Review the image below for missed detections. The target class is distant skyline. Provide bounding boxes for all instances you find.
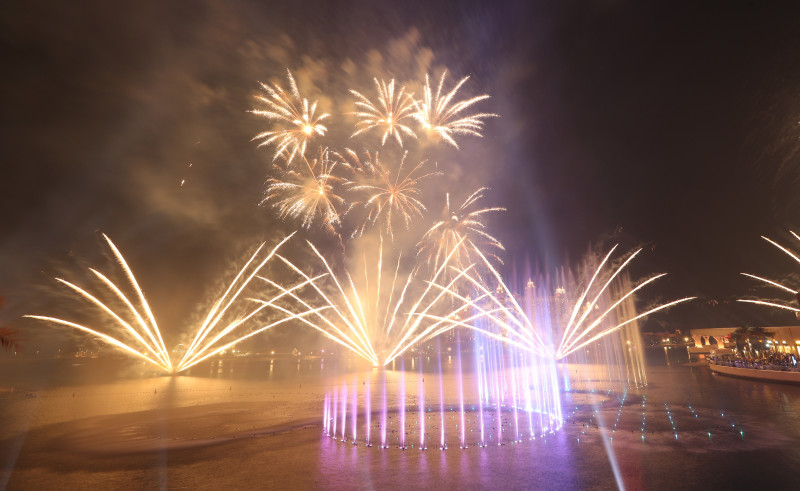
[0,1,800,346]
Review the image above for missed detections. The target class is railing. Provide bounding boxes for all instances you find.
[710,360,800,372]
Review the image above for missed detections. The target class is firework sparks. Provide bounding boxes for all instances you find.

What you should do:
Pick out each line of the rows above that contains the word "boxes" and copy those lines unchanged.

Exercise output:
Review the image below for missed detections. The target class is distant skyline. Provide bounding boxes for all instances you find.
Review the image above for missed detections. The target class is railing. Provide bounding boxes for all instances you find.
Review the image above for missed detections. The target class is firework sparks. Provide bounding boxes for all instances you find.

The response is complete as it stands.